▸ **SUPPLIED PASSAGE**
%%

PORTRAITS: The Artist as a Young Woman

By TOVA NAVARRA

 

"Draw me," said my aunt while sitting next to me at a Menlo Park Mall Art Show in the 1970s. I was hoping to sell the artwork I'd lugged there, in the era of the mall art show, and I used to believe in that battle, the mall always won.

"What? I can't draw you," I said. But she insisted and there was gnarling and gnashing and I took out my charcoal pencil and pad and started making marks on it that---Hmmmm!---began to look like my aunt. Now a crowd gathered around. Before I got to the finishing touches of my aunt's portrait, someone shouted, "Hey, would you draw me? How much do you charge?"

I did 28 charcoal portraits on-the-spot that afternoon. The price I put on them? Two fifty a piece. Two dollars and fifty cents. See, those were the times when I didn't reason that $2.50 was a fancy hot dog, not a work of art. Stupid, stupid girl. Generous, eager, modest. After all, I wasn't Rembrandt.

No, I wasn't. But now I realize that no matter what, Rembrandt probably never equated his precious scratchings with a large cookie, or worse, with "just something I tossed off."

Art is not what an artist blurts out mindlessly even if it seems a projectile rendering. Rather, it is something that lurks and smolders deep down until it senses a crack of light and then---pow!

It bursts into the material world. One particular style? Seems unnecessary, at least for me. I remember sitting (clothed) for a local art group in which one artist had decided every subject's face was round. My face was not round, and her portrait sank into oblivion as, well, that of a woman with a round face, not my face. Haven't sat for a portrait since then, 25-some years ago. I prefer to be the artist.

%%

▸ **DATA RECORDS**
%%

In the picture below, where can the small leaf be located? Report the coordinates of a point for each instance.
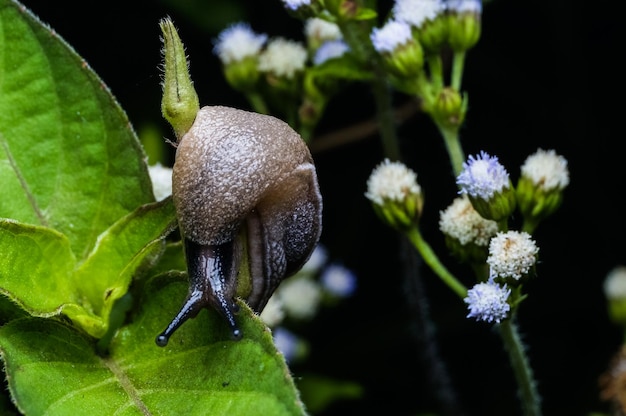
(200, 372)
(69, 159)
(119, 252)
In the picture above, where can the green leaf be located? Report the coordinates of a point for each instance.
(132, 242)
(53, 370)
(69, 159)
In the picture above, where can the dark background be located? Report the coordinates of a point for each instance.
(545, 74)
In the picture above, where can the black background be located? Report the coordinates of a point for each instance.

%%

▸ **EXERCISE REQUIREMENTS**
(A) In the portraits essay, what price did the writer charge for each charcoal portrait at the mall art show?
(B) Decide whether each statement agrees with the portraits essay, answering yes or no and quoting the deciding words: (i) The writer's aunt asked to be drawn at a mall art show. (ii) The writer charged five dollars per portrait. (iii) The writer has sat for a portrait several times in recent years.
(C) Carry on the portraits essay from the point where it stops.

▸ **RESULTS OF THE EXERCISE**
(A) Two dollars and fifty cents apiece.

(B)
(i) Yes: "Draw me," said my aunt while sitting next to me at a Menlo Park Mall Art Show in the 1970s.
(ii) No: "Two dollars and fifty cents."
(iii) No: "Haven't sat for a portrait since then, 25-some years ago."

(C)
A statuesque blonde commissioned me to do her portrait. I arrived at her house and smack in the middle of a marital row. As she sat and I sketched, the husband ranted, "Well, now I know where your priorities lie!" Her eyes registered humiliation but she sat silent, and he eventually left. I imagined what might have happened to the portraits of women by da Vinci, Rubens, Sargent, had some man childishly tried to thwart them.

In my career, the big question consistently was: How do you get the likeness? I don't know, save that I look at the person's features, how unique all the shapes and lines, and take in the person's essence. I leave the medium to the one commissioning the piece. Some prefer canvas; some like it hot. Everyone is far more concerned and fascinated with the quality of the likeness than anything else.

I've made countless portraits of my children, for posterity as well as practice. I made several self-portraits, one of which allegedly scares them and on that count may be the best likeness of me. Then the camera stole my heart and became my brushes for a while, although I usually have a pen and pad at the ready for the quick portrait on a plane, in a restaurant.

The one sketching is more noticeable than one with a camera, I've discovered. Oooooh....is she drawing that boy with the striped shirt? Is she drawing...me? I adore instigating this curiosity. It convinces me that art still woos people.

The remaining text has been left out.